BEGIN Material for this task

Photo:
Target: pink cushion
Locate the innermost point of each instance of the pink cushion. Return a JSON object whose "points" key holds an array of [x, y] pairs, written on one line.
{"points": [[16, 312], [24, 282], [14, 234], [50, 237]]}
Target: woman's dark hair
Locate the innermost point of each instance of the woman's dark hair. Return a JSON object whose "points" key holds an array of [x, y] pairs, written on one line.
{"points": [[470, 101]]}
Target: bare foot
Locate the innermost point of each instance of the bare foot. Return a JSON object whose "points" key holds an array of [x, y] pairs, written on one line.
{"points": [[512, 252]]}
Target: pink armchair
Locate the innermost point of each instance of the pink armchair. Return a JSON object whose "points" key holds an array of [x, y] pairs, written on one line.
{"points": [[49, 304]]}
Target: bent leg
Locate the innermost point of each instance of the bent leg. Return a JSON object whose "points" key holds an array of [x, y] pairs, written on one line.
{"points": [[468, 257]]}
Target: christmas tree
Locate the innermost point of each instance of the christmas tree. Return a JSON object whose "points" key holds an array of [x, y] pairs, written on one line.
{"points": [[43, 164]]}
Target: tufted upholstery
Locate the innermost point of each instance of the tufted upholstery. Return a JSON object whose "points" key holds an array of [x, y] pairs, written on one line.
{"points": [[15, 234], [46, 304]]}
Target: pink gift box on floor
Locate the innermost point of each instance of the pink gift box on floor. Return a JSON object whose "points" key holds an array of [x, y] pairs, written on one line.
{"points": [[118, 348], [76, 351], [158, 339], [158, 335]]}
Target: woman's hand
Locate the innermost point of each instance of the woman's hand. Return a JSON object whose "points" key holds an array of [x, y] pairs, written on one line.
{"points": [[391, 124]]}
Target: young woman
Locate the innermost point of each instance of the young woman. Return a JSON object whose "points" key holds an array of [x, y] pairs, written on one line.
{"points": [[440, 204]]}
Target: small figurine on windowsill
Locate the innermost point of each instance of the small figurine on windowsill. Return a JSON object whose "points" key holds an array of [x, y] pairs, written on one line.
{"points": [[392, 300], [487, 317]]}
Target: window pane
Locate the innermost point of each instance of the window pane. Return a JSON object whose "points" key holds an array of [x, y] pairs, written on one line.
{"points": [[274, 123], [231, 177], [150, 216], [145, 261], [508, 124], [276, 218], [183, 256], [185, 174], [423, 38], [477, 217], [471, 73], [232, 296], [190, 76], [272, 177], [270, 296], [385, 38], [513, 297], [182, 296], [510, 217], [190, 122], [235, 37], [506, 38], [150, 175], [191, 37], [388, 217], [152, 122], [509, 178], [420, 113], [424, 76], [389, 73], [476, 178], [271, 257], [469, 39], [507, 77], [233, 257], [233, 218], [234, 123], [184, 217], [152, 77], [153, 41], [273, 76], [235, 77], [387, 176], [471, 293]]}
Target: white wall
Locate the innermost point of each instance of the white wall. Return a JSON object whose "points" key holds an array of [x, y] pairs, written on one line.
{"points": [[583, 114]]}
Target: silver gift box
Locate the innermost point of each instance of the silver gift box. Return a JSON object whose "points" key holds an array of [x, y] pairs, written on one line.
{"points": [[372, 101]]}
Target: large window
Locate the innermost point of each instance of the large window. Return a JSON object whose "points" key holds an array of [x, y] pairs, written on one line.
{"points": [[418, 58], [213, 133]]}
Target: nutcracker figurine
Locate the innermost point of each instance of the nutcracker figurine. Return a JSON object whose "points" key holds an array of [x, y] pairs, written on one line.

END Material for this task

_What the task asks_
Show every line from the entries that includes the word "nutcracker".

_Result for this task_
Target: nutcracker figurine
Locate the innermost point of each instance of the nutcracker figurine. Return a JSON object whose "points" key holds an array of [x, y] pairs, written on one line.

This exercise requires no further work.